start RECORDED DATA

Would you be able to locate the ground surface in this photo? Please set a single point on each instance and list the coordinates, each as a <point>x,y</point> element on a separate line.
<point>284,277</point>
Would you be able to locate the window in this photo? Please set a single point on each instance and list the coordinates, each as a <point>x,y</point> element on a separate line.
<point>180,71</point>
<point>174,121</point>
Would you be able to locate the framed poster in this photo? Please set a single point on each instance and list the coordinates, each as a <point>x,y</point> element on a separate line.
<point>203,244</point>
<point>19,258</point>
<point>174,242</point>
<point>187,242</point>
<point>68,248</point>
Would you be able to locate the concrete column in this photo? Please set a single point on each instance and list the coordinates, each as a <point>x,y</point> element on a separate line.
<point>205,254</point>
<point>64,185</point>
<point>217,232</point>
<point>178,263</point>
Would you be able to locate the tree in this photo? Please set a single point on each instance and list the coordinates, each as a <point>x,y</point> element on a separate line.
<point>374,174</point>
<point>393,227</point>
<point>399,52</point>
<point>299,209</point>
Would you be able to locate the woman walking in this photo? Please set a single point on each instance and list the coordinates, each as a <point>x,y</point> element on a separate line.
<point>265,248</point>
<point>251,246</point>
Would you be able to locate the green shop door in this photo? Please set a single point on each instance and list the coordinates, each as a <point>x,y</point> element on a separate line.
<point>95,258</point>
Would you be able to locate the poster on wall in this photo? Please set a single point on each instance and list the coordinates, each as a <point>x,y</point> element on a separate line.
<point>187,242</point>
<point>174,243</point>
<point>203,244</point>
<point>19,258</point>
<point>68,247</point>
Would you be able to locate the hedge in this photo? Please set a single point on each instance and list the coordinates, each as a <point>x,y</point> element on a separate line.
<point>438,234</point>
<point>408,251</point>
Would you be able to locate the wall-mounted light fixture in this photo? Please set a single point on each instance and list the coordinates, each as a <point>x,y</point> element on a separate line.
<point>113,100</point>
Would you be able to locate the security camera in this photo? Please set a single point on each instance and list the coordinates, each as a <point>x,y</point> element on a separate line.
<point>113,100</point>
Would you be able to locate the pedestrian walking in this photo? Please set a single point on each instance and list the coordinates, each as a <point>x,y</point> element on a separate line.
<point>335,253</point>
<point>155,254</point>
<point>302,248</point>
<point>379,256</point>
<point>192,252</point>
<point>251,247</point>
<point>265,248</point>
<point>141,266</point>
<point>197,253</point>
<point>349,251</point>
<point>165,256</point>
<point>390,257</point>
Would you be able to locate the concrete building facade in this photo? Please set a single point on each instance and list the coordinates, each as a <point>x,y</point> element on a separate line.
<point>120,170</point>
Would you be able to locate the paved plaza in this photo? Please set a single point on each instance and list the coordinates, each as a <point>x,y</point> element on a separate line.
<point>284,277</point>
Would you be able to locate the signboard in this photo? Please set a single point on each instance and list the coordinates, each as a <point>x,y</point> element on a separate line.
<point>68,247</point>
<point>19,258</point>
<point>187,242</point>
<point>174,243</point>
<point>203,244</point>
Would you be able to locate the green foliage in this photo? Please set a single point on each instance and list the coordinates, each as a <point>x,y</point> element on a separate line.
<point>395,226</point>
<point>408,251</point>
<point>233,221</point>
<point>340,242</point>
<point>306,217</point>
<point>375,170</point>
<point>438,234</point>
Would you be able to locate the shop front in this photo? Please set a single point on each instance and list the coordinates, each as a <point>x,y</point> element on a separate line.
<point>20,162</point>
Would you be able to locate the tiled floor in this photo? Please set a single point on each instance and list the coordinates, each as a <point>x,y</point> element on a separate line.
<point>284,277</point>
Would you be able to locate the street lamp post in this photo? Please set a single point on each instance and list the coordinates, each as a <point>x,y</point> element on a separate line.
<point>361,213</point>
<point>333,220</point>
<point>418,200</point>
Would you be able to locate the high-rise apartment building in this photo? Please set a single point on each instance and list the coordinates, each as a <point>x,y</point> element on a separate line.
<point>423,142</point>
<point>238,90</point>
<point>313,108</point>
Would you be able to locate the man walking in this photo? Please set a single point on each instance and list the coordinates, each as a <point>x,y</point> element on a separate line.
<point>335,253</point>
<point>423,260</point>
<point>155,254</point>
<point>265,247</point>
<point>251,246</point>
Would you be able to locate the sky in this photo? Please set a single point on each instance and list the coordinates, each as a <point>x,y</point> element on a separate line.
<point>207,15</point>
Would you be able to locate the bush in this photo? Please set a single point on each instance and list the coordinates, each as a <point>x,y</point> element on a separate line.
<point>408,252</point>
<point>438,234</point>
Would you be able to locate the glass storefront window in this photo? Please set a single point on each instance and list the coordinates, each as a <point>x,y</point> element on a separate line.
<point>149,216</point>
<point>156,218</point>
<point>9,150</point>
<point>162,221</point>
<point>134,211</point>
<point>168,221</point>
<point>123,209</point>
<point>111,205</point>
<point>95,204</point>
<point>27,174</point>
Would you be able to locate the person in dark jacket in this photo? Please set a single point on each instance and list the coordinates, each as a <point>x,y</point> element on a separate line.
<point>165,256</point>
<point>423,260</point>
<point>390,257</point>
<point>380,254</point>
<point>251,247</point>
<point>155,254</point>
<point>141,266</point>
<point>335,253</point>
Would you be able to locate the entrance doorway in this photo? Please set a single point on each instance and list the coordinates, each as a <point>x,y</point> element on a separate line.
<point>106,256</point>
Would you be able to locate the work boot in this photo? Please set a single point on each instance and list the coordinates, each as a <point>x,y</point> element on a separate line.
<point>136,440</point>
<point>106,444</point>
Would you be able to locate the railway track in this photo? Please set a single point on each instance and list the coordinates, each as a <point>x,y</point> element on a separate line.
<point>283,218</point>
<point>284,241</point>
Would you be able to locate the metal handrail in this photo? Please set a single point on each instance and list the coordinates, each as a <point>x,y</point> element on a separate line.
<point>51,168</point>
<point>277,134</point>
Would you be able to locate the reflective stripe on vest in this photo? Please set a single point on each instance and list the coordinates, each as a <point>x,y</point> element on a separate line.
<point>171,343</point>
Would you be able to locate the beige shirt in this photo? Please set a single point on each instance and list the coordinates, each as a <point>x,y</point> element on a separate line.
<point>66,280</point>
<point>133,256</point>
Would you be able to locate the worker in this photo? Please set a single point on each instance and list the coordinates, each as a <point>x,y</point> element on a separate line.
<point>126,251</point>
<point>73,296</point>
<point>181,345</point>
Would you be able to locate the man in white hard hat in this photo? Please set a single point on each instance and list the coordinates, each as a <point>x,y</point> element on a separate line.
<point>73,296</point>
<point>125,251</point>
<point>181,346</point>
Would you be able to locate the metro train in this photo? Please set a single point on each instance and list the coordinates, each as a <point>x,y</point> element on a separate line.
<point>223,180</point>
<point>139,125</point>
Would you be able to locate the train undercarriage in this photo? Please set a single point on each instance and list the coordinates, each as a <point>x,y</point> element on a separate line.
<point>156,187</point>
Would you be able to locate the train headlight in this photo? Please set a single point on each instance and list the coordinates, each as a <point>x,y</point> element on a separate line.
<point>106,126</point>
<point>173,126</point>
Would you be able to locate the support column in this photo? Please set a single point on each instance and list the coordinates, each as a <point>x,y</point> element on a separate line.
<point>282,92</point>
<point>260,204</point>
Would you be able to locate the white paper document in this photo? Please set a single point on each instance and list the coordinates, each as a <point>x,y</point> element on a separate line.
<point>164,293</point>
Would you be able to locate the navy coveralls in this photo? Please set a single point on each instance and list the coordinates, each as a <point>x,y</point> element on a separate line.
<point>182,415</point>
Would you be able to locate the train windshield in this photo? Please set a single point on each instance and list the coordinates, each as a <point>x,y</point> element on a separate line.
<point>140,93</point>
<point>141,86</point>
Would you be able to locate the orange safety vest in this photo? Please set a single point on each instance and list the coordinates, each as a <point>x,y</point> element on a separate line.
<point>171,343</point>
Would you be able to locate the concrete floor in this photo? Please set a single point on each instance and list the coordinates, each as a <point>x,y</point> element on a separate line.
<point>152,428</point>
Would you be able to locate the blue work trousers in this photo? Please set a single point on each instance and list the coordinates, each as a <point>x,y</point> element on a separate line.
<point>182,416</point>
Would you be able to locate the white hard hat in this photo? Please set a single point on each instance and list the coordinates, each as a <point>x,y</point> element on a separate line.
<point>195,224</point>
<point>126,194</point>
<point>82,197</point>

end RECORDED DATA

**PROBLEM DETAILS**
Update the records from the line with "Would you be able to locate the tiled" to the line with "<point>313,108</point>", replacing "tiled floor" with "tile floor" and keeping everything else the same. Return only those lines.

**THE SOLUTION**
Would you be able to locate the tile floor in this photo? Please set a single point on each instance and list the coordinates, each as a <point>x,y</point> element on a separate line.
<point>284,277</point>
Would you be able to locate the street lamp post in this photo? Please set a single point on each instance and list the coordinates, each as a <point>x,y</point> element on a separate line.
<point>361,213</point>
<point>333,220</point>
<point>418,200</point>
Would you be able to locate the high-rise apartment building in this photo? Please set a single point on each instance and list the coordinates, each as a <point>x,y</point> element on a separate line.
<point>423,142</point>
<point>238,90</point>
<point>313,108</point>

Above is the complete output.